» EXERCISE DETAILS
Rewrite the records below, putting "Target" wherever "Query" appears and keeping everything else the same.

(Data lines)
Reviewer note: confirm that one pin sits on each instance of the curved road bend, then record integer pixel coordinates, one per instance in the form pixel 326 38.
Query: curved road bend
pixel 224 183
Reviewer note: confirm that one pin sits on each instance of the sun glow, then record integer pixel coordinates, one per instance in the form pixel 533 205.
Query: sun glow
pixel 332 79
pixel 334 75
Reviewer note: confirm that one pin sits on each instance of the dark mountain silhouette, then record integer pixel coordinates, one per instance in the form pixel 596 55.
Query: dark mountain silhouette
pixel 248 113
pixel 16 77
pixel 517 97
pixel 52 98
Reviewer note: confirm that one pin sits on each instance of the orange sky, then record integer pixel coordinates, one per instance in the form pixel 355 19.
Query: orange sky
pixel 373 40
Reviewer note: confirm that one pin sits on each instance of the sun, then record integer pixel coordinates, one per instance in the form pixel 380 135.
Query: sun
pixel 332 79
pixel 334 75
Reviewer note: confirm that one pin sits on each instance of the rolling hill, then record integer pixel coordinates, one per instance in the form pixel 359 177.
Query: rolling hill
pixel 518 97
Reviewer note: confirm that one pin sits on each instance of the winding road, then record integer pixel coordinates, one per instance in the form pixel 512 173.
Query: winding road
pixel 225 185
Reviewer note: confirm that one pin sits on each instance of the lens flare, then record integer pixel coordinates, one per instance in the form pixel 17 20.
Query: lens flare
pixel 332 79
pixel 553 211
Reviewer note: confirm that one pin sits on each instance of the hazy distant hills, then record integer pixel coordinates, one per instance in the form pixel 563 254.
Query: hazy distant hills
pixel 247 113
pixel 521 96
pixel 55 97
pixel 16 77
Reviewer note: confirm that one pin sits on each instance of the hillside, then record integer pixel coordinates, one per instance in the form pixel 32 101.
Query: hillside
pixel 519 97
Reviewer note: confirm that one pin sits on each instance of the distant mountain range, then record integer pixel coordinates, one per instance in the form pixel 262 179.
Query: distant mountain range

» EXERCISE OUTPUT
Reviewer note: confirm that one pin sits on each instance of the curved road bend, then record integer pixel coordinates, one per instance in the form pixel 326 38.
Target: curved road bend
pixel 224 183
Reviewer note: confirm that one pin sits on each instance of the sun glow, then record integer pixel coordinates, one per instance in the form pixel 533 205.
Target: sun glow
pixel 332 79
pixel 334 75
Reviewer note: confirm that one pin sits on each instance of the dark mountain silhouette, then record integer pixel coordinates, one per instance in the form pixel 596 55.
Target: dark mountain silhouette
pixel 248 113
pixel 16 77
pixel 517 97
pixel 52 98
Reviewer note: confirm that one pin sits on each instance of the orange sky, then record integer pixel coordinates, one per instance in the form pixel 355 19.
Target: orange sky
pixel 373 40
Reviewer note: confirm that one pin sits on each instance of the sun, then record integer pixel coordinates, one per instance in the form pixel 380 135.
Target: sun
pixel 332 79
pixel 334 75
Reviewer note: confirm that one pin sits on each instance of the rolling hill, then record integer pixel coordinates, one per instance in the form pixel 359 177.
Target: rolling hill
pixel 518 97
Reviewer note: confirm that one pin sits on each instance of the winding road, then record integer pixel coordinates, one per instance in the form pixel 512 173.
Target: winding road
pixel 225 185
Reviewer note: confirm that one pin sits on each instance of the lens flare, then record integer pixel coordinates, one per instance in the form pixel 17 20.
Target: lens flare
pixel 332 79
pixel 553 211
Reviewer note: confirm that one pin sits on each instance of the hazy distant hills, then record integer pixel coordinates, one per instance in the form pixel 563 254.
Target: hazy distant hills
pixel 247 113
pixel 521 96
pixel 55 97
pixel 16 77
Reviewer note: confirm that one pin sits on each instance of the hillside, then record integer pixel coordinates, one per instance in the form pixel 32 101.
Target: hillside
pixel 519 97
Reviewer note: confirm that one pin sits on each instance of the distant mountain range, then record integer pixel coordinates, one per instance in the form pixel 262 179.
Target: distant mountain range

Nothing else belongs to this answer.